*Text passage*
↓↓↓

Chris Hackley: Return on investment

Academic study of marketing pays real dividends, says Chris Hackley

January 24, 2013

I was once interviewed for a part-time post on a regulatory body, in the House of Commons, by a Lord. He graciously showed me around the House, ordered us scones and tea in the Commons tea room, and we chatted. All of a sudden his tone changed and he blurted, “But marketing isn’t a proper subject, is it?”

Unfortunately, I was wrong-footed by this ploy, a favourite of old-school interviewers, and failed to offer a response of sufficient poise. Defensiveness is decidedly infra dig in such company. I was not appointed. Ever since, I occasionally drop into a reverie in which I parry his artful cheek with a pithy retort, winning my interlocutor’s awed admiration. Ha. Zzziiing. Take that, Lord Pea-Brain.

↑↑↑

*Record list*
↓↓↓

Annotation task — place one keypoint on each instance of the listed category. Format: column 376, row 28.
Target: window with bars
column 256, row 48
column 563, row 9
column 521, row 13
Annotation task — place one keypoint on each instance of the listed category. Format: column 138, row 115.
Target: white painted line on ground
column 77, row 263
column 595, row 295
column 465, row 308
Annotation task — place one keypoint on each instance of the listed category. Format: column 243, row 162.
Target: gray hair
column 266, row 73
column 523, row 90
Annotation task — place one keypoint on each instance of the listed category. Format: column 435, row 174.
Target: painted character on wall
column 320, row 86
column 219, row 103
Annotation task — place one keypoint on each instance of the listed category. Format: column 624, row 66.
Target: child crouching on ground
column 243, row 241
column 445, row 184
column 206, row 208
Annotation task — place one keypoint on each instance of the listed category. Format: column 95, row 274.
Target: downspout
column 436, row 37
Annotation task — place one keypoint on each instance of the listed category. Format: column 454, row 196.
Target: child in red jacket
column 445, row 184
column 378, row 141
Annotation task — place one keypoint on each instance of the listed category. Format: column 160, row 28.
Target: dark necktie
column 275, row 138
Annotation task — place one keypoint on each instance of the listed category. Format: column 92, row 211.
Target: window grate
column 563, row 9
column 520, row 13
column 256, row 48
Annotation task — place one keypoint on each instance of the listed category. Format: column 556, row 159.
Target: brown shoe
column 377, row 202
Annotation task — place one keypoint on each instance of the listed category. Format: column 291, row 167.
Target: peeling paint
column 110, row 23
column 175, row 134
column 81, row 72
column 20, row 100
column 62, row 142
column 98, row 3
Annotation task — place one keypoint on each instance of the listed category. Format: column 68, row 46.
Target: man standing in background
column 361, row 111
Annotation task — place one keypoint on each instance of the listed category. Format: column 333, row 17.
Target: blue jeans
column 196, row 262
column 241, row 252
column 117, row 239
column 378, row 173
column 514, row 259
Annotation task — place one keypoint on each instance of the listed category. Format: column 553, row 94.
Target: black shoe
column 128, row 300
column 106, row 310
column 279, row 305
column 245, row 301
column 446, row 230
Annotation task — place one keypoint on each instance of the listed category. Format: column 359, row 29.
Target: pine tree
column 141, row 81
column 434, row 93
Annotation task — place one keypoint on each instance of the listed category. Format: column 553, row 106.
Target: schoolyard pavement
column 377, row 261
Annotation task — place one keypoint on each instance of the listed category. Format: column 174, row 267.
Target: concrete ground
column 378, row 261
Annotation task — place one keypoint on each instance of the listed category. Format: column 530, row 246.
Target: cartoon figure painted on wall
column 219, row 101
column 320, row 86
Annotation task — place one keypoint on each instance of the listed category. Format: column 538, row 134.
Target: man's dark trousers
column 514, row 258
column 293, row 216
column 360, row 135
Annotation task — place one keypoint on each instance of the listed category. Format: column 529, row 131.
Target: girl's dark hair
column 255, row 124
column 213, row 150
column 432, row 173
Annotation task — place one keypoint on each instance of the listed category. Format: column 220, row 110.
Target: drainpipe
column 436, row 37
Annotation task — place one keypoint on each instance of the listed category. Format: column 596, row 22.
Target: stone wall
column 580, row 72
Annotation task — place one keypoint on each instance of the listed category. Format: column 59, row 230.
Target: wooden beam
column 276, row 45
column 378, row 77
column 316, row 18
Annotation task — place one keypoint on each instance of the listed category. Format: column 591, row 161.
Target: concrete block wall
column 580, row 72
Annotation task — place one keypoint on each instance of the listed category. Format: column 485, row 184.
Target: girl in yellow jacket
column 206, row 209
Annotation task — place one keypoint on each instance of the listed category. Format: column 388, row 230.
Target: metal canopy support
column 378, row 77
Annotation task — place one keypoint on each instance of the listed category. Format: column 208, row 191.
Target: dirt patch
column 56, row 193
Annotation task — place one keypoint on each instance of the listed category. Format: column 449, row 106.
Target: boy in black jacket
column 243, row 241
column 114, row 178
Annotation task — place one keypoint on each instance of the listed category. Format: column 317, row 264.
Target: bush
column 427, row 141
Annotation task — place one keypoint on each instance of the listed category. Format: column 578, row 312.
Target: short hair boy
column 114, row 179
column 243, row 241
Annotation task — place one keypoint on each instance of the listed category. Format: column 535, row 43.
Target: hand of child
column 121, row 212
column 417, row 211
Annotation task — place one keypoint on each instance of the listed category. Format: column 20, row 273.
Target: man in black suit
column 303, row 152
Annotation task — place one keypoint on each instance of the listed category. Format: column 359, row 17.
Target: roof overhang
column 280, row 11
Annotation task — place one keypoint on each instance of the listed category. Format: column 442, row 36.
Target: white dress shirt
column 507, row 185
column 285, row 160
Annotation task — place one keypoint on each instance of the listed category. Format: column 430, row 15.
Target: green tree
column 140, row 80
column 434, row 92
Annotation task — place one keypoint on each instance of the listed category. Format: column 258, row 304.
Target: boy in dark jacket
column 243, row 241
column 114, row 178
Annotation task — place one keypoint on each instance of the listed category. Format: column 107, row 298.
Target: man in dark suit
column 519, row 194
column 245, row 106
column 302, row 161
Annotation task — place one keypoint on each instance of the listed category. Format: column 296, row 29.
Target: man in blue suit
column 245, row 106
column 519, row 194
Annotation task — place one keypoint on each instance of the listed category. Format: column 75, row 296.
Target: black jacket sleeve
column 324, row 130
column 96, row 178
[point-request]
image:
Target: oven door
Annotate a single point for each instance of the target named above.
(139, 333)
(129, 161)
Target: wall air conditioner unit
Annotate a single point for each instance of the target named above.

↑↑↑

*Problem to work on*
Could you pick up the essay on the academic study of marketing right after its final sentence and carry it forward in the same voice?

*Right answer*
Sadly, his sentiment is shared by many, even within the academy. Marketing isn’t rocket science, granted, although the statistical pretention of most research articles in the field-leading Journal of Marketing might make you wonder. But neither is it a set of easy-to-learn, bullet-pointed techniques for doing marketing. Now, the idea that practical marketing is easy to learn in a classroom may be the source of its popularity as a subject of academic study, but it is an outlandish claim. You can’t learn how to do business in a classroom. Anyone who tells you different is probably, erm, a marketing professor. But not this one.

Anything you learn in the classroom of a higher educational institution, referring to books, theories and such, counts, in my opinion, as education. I believe in education as a force that can change lives, develop personalities and nurture good judgement. Grand as this might sound, I think studying management, business, marketing or indeed any other subject can support these aims, provided that the course is challenging and intellectually engaging.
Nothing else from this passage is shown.